Set problem
Convert every line of the entries below into a JSON list of strings, one string per line, leaving out blank lines and the pictures.
**** Input records ****
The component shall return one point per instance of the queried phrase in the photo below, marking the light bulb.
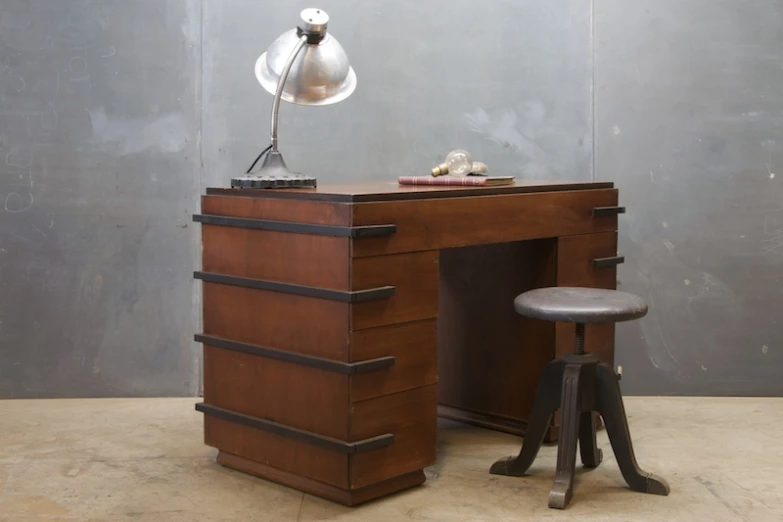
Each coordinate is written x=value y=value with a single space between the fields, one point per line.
x=457 y=163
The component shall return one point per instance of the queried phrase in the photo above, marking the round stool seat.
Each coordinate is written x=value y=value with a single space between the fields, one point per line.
x=580 y=305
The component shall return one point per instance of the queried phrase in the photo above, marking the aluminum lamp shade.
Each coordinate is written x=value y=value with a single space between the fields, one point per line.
x=307 y=66
x=320 y=74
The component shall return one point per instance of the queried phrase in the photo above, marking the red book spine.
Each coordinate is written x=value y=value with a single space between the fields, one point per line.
x=441 y=180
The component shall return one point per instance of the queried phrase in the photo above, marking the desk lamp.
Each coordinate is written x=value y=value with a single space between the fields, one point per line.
x=305 y=66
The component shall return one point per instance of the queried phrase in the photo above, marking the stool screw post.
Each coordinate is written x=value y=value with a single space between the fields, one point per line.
x=580 y=339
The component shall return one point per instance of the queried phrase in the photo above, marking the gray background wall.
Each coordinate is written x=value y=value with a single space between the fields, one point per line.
x=115 y=114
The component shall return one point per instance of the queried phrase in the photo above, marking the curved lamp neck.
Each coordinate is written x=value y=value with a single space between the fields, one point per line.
x=281 y=84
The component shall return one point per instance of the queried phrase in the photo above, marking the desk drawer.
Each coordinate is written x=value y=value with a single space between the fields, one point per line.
x=414 y=277
x=433 y=224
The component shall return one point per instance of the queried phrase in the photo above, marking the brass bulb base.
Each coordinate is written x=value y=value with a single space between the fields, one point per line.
x=440 y=170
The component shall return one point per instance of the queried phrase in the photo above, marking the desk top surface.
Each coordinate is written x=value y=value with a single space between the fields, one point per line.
x=392 y=191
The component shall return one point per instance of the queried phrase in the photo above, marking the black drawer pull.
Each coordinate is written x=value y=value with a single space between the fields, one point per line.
x=608 y=211
x=603 y=262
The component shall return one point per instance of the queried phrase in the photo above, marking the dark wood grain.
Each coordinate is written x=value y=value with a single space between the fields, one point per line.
x=456 y=261
x=392 y=191
x=236 y=205
x=414 y=345
x=352 y=497
x=448 y=223
x=286 y=322
x=415 y=278
x=412 y=417
x=490 y=358
x=271 y=255
x=250 y=384
x=288 y=455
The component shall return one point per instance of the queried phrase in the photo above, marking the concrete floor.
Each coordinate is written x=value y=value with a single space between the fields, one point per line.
x=143 y=460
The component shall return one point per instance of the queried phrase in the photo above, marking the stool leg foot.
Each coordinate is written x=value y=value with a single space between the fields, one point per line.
x=546 y=401
x=588 y=446
x=561 y=492
x=610 y=405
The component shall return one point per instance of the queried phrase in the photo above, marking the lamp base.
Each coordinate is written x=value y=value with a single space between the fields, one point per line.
x=274 y=165
x=273 y=174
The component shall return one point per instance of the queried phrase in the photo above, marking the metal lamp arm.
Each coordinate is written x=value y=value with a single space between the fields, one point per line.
x=281 y=84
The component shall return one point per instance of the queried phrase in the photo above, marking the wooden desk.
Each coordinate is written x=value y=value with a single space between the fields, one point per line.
x=337 y=320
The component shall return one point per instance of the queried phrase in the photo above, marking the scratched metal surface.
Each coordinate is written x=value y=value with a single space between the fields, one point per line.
x=689 y=122
x=99 y=157
x=507 y=80
x=99 y=172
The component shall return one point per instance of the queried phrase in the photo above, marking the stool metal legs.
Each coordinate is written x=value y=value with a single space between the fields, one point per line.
x=609 y=403
x=579 y=384
x=546 y=401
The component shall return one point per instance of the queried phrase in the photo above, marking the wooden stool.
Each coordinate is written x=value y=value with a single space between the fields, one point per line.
x=579 y=384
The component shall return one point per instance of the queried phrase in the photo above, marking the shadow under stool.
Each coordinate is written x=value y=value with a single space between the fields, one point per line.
x=579 y=384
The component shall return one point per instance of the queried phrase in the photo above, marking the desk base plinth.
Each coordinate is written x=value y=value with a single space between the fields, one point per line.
x=319 y=489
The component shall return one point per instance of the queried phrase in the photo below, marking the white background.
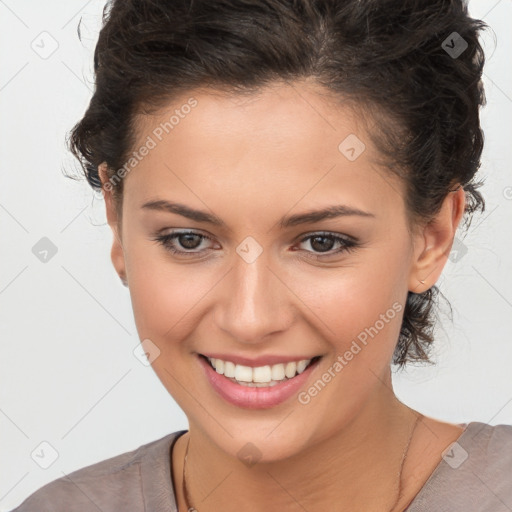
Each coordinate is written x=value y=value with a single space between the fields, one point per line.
x=68 y=373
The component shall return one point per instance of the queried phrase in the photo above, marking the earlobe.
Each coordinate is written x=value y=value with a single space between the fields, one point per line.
x=433 y=246
x=117 y=251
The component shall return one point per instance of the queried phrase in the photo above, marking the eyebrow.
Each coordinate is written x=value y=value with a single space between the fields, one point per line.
x=311 y=216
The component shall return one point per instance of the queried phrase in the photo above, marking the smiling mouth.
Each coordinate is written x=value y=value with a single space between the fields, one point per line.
x=260 y=376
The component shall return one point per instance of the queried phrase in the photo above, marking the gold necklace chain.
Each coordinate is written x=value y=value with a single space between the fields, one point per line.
x=404 y=456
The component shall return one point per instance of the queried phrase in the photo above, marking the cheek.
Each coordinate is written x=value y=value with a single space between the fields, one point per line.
x=362 y=303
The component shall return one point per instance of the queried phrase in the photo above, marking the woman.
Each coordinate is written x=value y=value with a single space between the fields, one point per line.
x=284 y=180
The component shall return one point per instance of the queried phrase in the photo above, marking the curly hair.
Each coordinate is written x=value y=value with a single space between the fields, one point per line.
x=414 y=67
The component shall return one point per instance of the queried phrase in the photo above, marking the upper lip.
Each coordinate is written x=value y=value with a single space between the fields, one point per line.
x=258 y=361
****
Result
[
  "The component shall return one point per instance of the queried phrase in the photo below, marking the light bulb.",
  "Each coordinate is written x=value y=value with a single space between the fields, one point per line.",
  "x=457 y=163",
  "The component shall return one point per instance of the queried phrase in the photo above, marking the round stool seat.",
  "Each coordinate is written x=value y=value with a single space between the fields, one point per line.",
  "x=580 y=305",
  "The component shall return one point per instance of the queried phrase in the photo above, marking the aluminum lamp shade.",
  "Each coordinate is written x=value y=value with a single space between the fields, one point per line.",
  "x=307 y=66",
  "x=320 y=74",
  "The component shall return one point per instance of the queried phrase in the photo above, marking the red book spine.",
  "Each coordinate is written x=value y=value with a single space between the fields, one point per line.",
  "x=441 y=180",
  "The component shall return one point per instance of the queried phrase in the photo above, marking the desk lamp.",
  "Each coordinate is written x=value y=value with a single space between the fields, one point per line.",
  "x=305 y=66",
  "The component shall return one point per instance of the queried phrase in the photo above, marking the stool screw post.",
  "Each coordinate is written x=value y=value with a single space between the fields, one point per line.",
  "x=580 y=339",
  "The component shall return one point per instance of the queried phrase in the photo above, marking the gray background wall.",
  "Each coordinate is written x=value y=value with a single space between the fields, one point per line.",
  "x=115 y=114",
  "The component shall return one point per instance of the queried phrase in the photo above, marking the curved lamp neck.",
  "Each coordinate is written x=value y=value with a single space between the fields, one point per line.",
  "x=281 y=84",
  "The component shall return one point per instance of the queried phrase in the photo above, marking the desk drawer.",
  "Each coordinate is written x=value y=value with a single space between the fields, one point per line.",
  "x=414 y=277",
  "x=433 y=224",
  "The component shall return one point per instance of the queried phrase in the photo above, marking the brass bulb base.",
  "Each coordinate is written x=value y=value with a single space between the fields, one point per line.",
  "x=440 y=170",
  "The component shall return one point per instance of the queried phrase in the photo above, marking the desk top surface.",
  "Each coordinate is written x=value y=value with a single space between the fields, one point per line.",
  "x=392 y=191",
  "The component shall return one point per instance of the queried phrase in the photo above, marking the black drawer pull.",
  "Each coordinate is written x=value y=value with a single space between the fields, one point per line.",
  "x=608 y=211",
  "x=603 y=262",
  "The component shall return one point per instance of the queried phrase in the photo above, marking the dark wood grain.",
  "Each coordinate is written x=value y=value with a single space between the fields, one point per line.",
  "x=456 y=261",
  "x=392 y=191",
  "x=236 y=205",
  "x=414 y=345",
  "x=352 y=497",
  "x=448 y=223",
  "x=286 y=322",
  "x=415 y=278",
  "x=412 y=417",
  "x=490 y=358",
  "x=271 y=255",
  "x=250 y=384",
  "x=288 y=455",
  "The component shall return one point per instance of the queried phrase in the photo above, marking the concrete floor.",
  "Each coordinate is written x=value y=value with a single space between the fields, one point per line.",
  "x=143 y=460",
  "The component shall return one point per instance of the queried phrase in the photo above, marking the stool leg foot.",
  "Each coordinate is written x=value y=value with a single space between the fields, one point per line.",
  "x=546 y=401",
  "x=588 y=446",
  "x=561 y=492",
  "x=610 y=405",
  "The component shall return one point per instance of the queried phrase in the photo above, marking the lamp base.",
  "Each coordinate is written x=value y=value with a single space between the fields, one point per line.",
  "x=274 y=165",
  "x=273 y=174",
  "The component shall return one point per instance of the queried phrase in the photo above, marking the metal lamp arm.",
  "Each coordinate is written x=value y=value with a single space between the fields, one point per line.",
  "x=281 y=84",
  "The component shall return one point per instance of the queried phrase in the photo above, marking the wooden desk.",
  "Each coordinate is written x=value y=value with a single space between the fields, one point per line.",
  "x=337 y=320",
  "The component shall return one point per instance of the queried phrase in the photo above, marking the scratched metal surface.",
  "Each coordinate is written x=value y=value with a single space between the fields, one point per line.",
  "x=689 y=122",
  "x=99 y=157",
  "x=507 y=80",
  "x=99 y=172",
  "The component shall return one point per instance of the queried phrase in the photo above, marking the stool metal legs.",
  "Each coordinate is written x=value y=value with a single space between the fields, one point per line.",
  "x=609 y=403",
  "x=579 y=384",
  "x=546 y=401",
  "The component shall return one point per instance of the queried phrase in the photo above, marking the wooden stool.",
  "Each coordinate is written x=value y=value with a single space between the fields, one point per line.",
  "x=579 y=384",
  "The component shall return one point per instance of the queried phrase in the photo above, marking the shadow under stool.",
  "Each coordinate is written x=value y=value with a single space between the fields, one point per line.",
  "x=579 y=384",
  "The component shall return one point per instance of the queried phrase in the photo above, marking the desk base plinth.",
  "Each coordinate is written x=value y=value with a single space between the fields, one point per line.",
  "x=319 y=489",
  "The component shall return one point per instance of the queried phrase in the photo below, marking the white background.",
  "Each coordinate is written x=value y=value with a single space between the fields, one point per line.",
  "x=68 y=373",
  "The component shall return one point per instance of the queried phrase in the photo above, marking the earlobe.",
  "Each coordinate is written x=value y=value with a single space between the fields, one point per line.",
  "x=433 y=246",
  "x=117 y=251",
  "The component shall return one point per instance of the queried phrase in the photo above, marking the eyebrow.",
  "Each coordinate is written x=value y=value with a single space between the fields, one point per line.",
  "x=311 y=216",
  "The component shall return one point per instance of the queried phrase in the photo above, marking the smiling mouth.",
  "Each coordinate is written x=value y=value with a single space between the fields, one point per line.",
  "x=260 y=376",
  "The component shall return one point per instance of the queried phrase in the photo above, marking the gold necklace chain.",
  "Each coordinate is written x=value y=value with a single space between the fields, one point per line.",
  "x=404 y=456",
  "The component shall return one point per instance of the queried phrase in the photo above, marking the cheek.",
  "Each coordinate is written x=value y=value with a single space between the fields, one point per line.",
  "x=362 y=303",
  "The component shall return one point per instance of the queried phrase in the photo above, marking the woman.",
  "Each coordinate is written x=value y=value with a single space between the fields, one point per line.",
  "x=284 y=180",
  "The component shall return one point per instance of the queried phrase in the photo above, marking the curly hair.",
  "Each coordinate is written x=value y=value with a single space between the fields, one point per line.",
  "x=414 y=67",
  "The component shall return one point per instance of the queried phrase in the photo above, marking the upper lip.",
  "Each coordinate is written x=value y=value with a single space between the fields, one point per line.",
  "x=258 y=361"
]